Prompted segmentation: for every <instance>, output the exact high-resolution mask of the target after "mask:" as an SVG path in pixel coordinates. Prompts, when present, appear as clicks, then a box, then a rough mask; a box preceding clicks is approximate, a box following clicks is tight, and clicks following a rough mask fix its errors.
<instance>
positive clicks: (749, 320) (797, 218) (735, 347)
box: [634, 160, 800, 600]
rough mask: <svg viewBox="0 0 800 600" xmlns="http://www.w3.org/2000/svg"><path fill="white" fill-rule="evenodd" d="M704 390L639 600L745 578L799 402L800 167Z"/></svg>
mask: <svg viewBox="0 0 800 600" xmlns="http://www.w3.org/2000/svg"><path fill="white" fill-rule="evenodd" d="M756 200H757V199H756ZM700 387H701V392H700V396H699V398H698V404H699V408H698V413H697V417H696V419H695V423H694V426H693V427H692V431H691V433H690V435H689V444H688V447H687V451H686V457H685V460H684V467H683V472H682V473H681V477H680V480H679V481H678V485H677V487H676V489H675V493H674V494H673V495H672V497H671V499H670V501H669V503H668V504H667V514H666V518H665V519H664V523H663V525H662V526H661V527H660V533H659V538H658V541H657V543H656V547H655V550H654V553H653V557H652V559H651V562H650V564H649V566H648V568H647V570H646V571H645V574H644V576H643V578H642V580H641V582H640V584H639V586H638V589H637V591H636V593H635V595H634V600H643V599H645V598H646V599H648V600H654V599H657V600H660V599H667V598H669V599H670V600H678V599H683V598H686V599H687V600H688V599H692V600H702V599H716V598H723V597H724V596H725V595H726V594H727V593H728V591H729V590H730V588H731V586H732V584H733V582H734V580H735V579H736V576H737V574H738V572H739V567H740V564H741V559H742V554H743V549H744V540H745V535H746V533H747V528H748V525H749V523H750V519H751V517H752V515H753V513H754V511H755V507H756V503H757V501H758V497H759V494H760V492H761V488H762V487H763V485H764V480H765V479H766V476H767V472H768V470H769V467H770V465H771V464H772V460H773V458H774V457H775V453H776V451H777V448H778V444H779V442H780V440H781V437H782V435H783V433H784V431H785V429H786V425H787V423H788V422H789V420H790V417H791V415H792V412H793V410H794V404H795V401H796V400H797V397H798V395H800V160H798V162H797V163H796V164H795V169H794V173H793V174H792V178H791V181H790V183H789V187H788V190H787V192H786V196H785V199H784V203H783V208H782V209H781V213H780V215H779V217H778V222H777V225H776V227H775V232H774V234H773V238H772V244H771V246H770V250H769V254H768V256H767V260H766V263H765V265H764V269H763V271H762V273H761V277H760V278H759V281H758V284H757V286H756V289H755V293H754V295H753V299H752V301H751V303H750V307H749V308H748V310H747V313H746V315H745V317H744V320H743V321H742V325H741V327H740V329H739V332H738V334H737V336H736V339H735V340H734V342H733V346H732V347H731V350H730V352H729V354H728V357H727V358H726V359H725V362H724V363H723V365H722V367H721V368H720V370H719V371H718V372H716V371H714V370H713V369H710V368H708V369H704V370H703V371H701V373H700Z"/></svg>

TASK REQUIREMENTS – Return every line from the entries above that includes the word "instance".

EXERCISE ANSWER –
Prompted segmentation: for every <instance>, output the exact high-resolution mask of the target after "mask:" as an SVG path in pixel coordinates. Prompts, when present, appear as clicks, then a box, then a rough mask; a box preceding clicks is approximate, a box following clicks is tight, and clicks following a rough mask fix its errors.
<instance>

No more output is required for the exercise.